> Görev tanımı
Aşağıdaki bilim ve uzay konulu metne göre Kepler, gezegenlerin yörüngeleri üzerine yaptığı çalışmalarda ne saptamıştır?

> Verilen metin
● ● ● ●
Günümüzde bilim olağanca hızıyla ilerlemekle birlikte insan hayatının olmazsa olmazları arasına girmeyi başarmıştır. Bilimin sonucu olarak ortaya çıkan teknoloji hayatımızı her alanda kolaylaştırmayı başarmıştır.
Bilim ve teknoloji arasında sıkı bir ilişki bulunmakta birbirlerini tamamlamaktadırlar. Bilimsel çalışmalar uygulamaya elverişli bilgi üreterek teknolojik gelişmeye yol açarken teknolojik gelişmeler de bilimsel araştırmaların daha uygun şartlarda yapılmasını sağlayarak bilimsel gelişmeyi hızlandırmaktadır .
Rönesans ve reformla birlikte bilimdeki gelişmelerin temelleri atılmış bilimsel gelişmeyi engellemeye çalışan tüm olumsuzluklar da ortadan kalkmıştır (Kilise ve Dinin Etkisi gibi).
İnsanlar tanrıbilimsel gerçeklerden sıyrılıp içinde yaşadıkları dünyayı ve bu dünya ile ilgili sorunları keşfetmişlerdir. Bu gibi gelişmelerin sonucunda da bilimsel gelişmeler başlayıp zamanla hız kazanmıştır.
Bilim ve teknolojinin ortaya çıktığı tarihten itibaren insanlar içinde yaşadıkları dünya ile yetinmemişlerdir. Uzayı merak etmişler uzayın sırlarını çözmek amacıyla gizemli bir yolculuk sistemli bir çalışma içerisine girmişlerdir. Sıvı yakıtlı motorların bulunması ile uçaklar ulaşım aracı olarak kullanılmaya başlanmış insanlara uzak gibi görünene mesafeler artık ortadan kalkmıştır. Bunun sonucunda insanların uzaya gitme isteği iyice artmıştır .
Uzayı tanımlayacak olursak; güneşi gezegenleri uyduları yıldızları sayısız galaksiyi içine alan boşluktur. Bu sınırsız boşluk içersinde bulunana gök cisimlerinin her biri dünya yüzeyindeki toz parçacıkları kadardır. İlk çağ filozoflarından başlayarak bir çok bilim adamı uzayı tanımlama çabası içerisine girmişlerdir. Örneğin; Galile’nin gök bilimleri ile ilgili çalışmaları olmuştur. Teleskopla gözlemler yapmış şu anki bilim adamlarımızın bile sonucuna ulaşamadıkları bir araştırma çizgisini başlatmıştır. Kepler ise; gezegenlerin yörüngelerinin üzerine çalışmalar yapmış elips şeklindeki hareketleri saptamayı başarmıştır.
Günümüzde ise uzaya ulaşma çabası dünya üzerinde milletler arası çatışmaya yol açmakta hızlı bir yarışın olmasına neden olmaktadır.
● ● ● ●
> Sağlanan veriler

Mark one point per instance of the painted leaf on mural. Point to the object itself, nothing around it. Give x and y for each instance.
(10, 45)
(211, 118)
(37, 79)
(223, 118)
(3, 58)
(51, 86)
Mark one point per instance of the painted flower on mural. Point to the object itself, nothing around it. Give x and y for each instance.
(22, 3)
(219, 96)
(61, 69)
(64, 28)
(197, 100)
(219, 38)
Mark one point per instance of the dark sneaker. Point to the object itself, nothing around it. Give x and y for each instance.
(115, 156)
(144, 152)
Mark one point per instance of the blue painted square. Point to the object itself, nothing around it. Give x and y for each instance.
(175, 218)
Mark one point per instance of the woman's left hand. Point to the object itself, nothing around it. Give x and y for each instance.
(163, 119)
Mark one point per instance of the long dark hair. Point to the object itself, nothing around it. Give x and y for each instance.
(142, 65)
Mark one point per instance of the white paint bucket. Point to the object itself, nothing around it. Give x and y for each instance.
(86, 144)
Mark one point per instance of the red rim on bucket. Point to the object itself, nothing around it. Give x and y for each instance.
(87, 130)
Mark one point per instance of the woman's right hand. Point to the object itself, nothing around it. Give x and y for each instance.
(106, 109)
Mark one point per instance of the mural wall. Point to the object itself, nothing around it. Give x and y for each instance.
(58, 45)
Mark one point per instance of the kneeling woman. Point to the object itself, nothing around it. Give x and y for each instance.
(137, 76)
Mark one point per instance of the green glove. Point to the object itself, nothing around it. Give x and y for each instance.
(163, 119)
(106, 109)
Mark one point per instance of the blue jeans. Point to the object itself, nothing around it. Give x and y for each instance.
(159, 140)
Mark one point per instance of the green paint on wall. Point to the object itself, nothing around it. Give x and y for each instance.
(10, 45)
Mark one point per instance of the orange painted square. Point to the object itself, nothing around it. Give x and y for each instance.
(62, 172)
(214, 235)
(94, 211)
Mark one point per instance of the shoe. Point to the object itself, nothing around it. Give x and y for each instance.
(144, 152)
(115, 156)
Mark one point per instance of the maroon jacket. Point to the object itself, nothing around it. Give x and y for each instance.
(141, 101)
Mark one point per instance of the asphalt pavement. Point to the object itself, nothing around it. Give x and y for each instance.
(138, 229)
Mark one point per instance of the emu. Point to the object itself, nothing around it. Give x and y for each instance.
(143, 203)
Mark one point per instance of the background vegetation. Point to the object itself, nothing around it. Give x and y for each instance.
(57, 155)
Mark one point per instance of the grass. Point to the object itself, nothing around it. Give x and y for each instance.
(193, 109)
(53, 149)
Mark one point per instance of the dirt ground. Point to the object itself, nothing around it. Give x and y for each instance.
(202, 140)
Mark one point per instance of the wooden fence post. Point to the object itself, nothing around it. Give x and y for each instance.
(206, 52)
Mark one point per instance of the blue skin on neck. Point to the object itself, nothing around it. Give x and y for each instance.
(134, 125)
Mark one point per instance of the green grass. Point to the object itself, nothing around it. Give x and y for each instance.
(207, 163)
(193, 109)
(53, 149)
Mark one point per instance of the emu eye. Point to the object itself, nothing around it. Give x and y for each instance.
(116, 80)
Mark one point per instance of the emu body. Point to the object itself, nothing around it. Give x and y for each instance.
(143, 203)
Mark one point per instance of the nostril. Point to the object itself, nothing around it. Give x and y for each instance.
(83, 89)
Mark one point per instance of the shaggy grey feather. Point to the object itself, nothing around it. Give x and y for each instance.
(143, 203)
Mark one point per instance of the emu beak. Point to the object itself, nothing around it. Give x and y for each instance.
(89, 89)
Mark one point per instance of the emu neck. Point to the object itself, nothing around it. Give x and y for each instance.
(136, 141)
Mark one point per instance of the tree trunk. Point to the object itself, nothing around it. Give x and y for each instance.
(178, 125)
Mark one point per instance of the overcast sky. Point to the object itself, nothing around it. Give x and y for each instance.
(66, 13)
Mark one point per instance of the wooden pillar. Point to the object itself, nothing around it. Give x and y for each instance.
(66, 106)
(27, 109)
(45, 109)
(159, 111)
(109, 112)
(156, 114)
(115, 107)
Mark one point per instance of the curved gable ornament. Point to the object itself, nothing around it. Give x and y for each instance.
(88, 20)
● ● ● ●
> Görevin yanıtı
Gezegenlerin elips şeklindeki hareketlerini saptamıştır.